Results: A total of 48 patients met inclusion criteria for the study with 24 patients in each protocol group. The median time to administration of 4F-PCC in the pharmacist-driven protocol group was 35 minutes (interquartile range [IQR] [25-62]; range, 11–133) compared with 70 minutes (IQR [34-89]; range, 14–244) in the pre-protocol group (p=0.034). We saw no differences for appropriate 4F-PCC dosing based on INR and patient weight between the two groups.

Conclusion: Implementation of a pharmacist-driven protocol for 4F-PCC in the ED at our institution significantly reduced time to administration in patients presenting with warfarin-associated ICH.

Introduction

Warfarin is a commonly prescribed oral anticoagulant indicated for prevention and treatment of venous thromboembolism and prevention of ischemic stroke in atrial fibrillation.[1] One potential adverse effect of anticoagulation is bleeding, including intracranial hemorrhage (ICH).

> [Records supplied]
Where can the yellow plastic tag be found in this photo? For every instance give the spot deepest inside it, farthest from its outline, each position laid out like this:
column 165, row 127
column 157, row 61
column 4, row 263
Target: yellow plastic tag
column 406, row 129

> [About this task] From the passage about the pharmacist-driven 4F-PCC protocol, extract the text between "Results: A total" and "with warfarin-associated ICH.", inclusive. Rely only on the passage about the pharmacist-driven 4F-PCC protocol, not on the records.

> [Response for this exercise]
Results: A total of 48 patients met inclusion criteria for the study with 24 patients in each protocol group. The median time to administration of 4F-PCC in the pharmacist-driven protocol group was 35 minutes (interquartile range [IQR] [25-62]; range, 11–133) compared with 70 minutes (IQR [34-89]; range, 14–244) in the pre-protocol group (p=0.034). We saw no differences for appropriate 4F-PCC dosing based on INR and patient weight between the two groups.

Conclusion: Implementation of a pharmacist-driven protocol for 4F-PCC in the ED at our institution significantly reduced time to administration in patients presenting with warfarin-associated ICH.